Task prompt —
Find "target | brick course banding" in the material below, then copy that line and every subsequent line to the end, exactly.

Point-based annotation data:
▬▬▬▬▬▬▬▬▬▬
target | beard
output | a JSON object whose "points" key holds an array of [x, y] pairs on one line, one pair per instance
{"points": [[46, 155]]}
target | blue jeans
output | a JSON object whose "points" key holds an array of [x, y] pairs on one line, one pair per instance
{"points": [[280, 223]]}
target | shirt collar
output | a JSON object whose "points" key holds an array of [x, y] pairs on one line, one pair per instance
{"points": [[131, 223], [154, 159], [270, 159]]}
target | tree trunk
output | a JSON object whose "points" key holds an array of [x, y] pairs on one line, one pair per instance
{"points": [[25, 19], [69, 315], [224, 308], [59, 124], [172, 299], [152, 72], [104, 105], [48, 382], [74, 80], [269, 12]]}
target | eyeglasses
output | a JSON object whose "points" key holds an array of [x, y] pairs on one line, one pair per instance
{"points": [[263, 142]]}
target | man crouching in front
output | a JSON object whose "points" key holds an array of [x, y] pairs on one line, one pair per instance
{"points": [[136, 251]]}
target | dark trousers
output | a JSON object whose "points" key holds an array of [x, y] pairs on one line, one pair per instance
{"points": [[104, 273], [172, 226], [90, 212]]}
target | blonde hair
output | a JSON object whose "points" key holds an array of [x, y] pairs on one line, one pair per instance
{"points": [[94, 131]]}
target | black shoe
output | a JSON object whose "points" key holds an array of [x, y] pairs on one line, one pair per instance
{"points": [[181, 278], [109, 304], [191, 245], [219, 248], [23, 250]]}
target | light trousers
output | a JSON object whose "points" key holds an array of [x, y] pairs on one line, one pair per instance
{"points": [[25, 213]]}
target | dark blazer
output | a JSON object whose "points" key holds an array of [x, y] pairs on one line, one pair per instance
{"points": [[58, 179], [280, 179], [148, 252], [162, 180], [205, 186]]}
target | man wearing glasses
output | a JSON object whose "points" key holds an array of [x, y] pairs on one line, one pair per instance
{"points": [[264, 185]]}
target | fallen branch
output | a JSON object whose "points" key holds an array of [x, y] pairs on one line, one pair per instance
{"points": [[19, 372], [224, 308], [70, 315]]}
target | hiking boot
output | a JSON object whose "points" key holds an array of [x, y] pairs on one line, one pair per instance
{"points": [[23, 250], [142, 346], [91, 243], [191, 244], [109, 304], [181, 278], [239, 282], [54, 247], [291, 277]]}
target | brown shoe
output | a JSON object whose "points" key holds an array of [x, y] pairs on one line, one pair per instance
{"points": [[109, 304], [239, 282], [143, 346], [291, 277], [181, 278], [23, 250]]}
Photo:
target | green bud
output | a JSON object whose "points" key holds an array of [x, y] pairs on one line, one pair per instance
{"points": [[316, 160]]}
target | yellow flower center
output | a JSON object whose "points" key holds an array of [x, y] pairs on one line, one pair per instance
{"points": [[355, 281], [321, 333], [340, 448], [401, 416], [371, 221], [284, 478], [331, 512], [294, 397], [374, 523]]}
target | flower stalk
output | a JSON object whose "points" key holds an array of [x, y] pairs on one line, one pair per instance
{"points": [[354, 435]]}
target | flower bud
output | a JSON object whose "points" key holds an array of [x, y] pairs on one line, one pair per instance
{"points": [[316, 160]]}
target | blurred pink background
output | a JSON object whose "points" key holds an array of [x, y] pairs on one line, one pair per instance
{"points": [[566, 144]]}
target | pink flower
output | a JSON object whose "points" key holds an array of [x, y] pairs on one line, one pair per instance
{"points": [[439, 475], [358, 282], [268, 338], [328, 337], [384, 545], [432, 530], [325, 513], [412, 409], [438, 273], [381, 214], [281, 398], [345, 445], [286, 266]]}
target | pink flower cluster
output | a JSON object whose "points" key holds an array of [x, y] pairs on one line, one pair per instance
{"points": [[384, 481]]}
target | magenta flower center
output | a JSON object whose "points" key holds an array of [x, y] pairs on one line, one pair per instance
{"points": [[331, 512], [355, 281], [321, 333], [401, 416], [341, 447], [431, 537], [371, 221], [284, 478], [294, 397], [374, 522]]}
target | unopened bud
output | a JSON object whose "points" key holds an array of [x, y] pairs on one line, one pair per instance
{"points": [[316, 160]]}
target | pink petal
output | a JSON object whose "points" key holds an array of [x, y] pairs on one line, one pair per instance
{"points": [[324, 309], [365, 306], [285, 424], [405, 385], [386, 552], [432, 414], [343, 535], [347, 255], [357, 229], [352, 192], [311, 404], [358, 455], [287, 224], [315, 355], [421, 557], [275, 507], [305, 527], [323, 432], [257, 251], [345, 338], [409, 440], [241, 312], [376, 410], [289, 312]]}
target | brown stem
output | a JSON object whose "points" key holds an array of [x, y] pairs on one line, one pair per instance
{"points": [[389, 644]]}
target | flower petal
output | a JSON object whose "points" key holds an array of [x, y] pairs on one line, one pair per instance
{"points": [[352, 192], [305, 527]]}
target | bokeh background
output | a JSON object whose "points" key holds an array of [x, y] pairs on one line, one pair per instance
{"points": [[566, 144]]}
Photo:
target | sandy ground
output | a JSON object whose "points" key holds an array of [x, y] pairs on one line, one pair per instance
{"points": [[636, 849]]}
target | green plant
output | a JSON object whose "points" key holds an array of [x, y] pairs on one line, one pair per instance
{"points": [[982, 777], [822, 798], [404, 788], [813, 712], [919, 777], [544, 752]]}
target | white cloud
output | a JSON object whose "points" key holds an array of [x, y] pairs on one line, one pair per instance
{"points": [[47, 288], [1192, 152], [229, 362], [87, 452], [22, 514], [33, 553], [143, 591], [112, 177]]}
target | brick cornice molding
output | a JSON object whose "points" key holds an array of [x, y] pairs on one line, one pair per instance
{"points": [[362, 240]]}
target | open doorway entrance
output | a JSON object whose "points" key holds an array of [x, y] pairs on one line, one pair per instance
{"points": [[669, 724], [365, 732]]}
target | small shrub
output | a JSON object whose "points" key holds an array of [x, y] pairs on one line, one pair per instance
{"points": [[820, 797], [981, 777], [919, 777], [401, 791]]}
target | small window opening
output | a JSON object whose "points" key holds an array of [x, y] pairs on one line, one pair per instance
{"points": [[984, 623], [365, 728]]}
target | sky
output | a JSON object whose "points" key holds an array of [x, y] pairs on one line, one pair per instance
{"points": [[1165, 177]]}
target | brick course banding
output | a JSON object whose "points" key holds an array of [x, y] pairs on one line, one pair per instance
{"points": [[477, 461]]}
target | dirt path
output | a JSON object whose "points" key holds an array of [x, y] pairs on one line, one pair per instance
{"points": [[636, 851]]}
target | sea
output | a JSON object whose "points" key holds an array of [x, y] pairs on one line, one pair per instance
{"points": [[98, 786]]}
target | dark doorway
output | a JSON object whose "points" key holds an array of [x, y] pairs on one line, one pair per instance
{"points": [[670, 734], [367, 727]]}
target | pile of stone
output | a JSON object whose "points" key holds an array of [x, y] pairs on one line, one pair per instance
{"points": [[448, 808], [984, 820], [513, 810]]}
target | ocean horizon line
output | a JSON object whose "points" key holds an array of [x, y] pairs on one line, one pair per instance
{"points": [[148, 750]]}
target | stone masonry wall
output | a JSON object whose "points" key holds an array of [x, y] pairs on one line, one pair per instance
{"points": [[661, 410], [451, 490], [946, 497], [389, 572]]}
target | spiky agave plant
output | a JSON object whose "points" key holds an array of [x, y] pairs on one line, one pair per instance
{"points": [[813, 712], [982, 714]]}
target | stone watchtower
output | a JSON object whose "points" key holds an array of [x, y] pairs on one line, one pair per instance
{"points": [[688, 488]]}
▬▬▬▬▬▬▬▬▬▬
Exercise result —
target | brick course banding
output | a JSON object whose "points" key holds an array of [x, y] pairs on one line, one pair per instance
{"points": [[477, 461]]}
target | dirt path
output | a JSON object whose "points" key holds an array of [x, y] pairs on one line, one pair per instance
{"points": [[636, 851]]}
target | sea
output | a JSON object whose "points" key holds an array of [x, y] pairs on one line, one pair per instance
{"points": [[98, 786]]}
target | dark doorway
output | a JSON object whose "points" key holds an array of [x, y] pairs on one line, one pair per instance
{"points": [[670, 734], [367, 727]]}
target | pile of stone
output | a JSON object whose "points" key holds an array of [x, y] pairs on one line, one pair per instance
{"points": [[448, 808], [984, 820], [513, 810]]}
target | ocean horizon line
output | a JSON object whose "points" key holds an array of [x, y] pairs on one line, one pair per instance
{"points": [[148, 750]]}
target | stone masonry wall
output | a JSON object whose "points" key holds an array of [x, y] pairs on one line, one pair per instance
{"points": [[661, 410], [451, 490], [946, 497], [389, 572]]}
target | spiky agave plant
output | a JSON object whose "points" key holds an array of [x, y] pairs on one line, one pair per instance
{"points": [[813, 712], [982, 714]]}
target | stone watchtower
output | a JSON object whose "points" key holds an array of [x, y] pairs on one line, one pair per instance
{"points": [[688, 488]]}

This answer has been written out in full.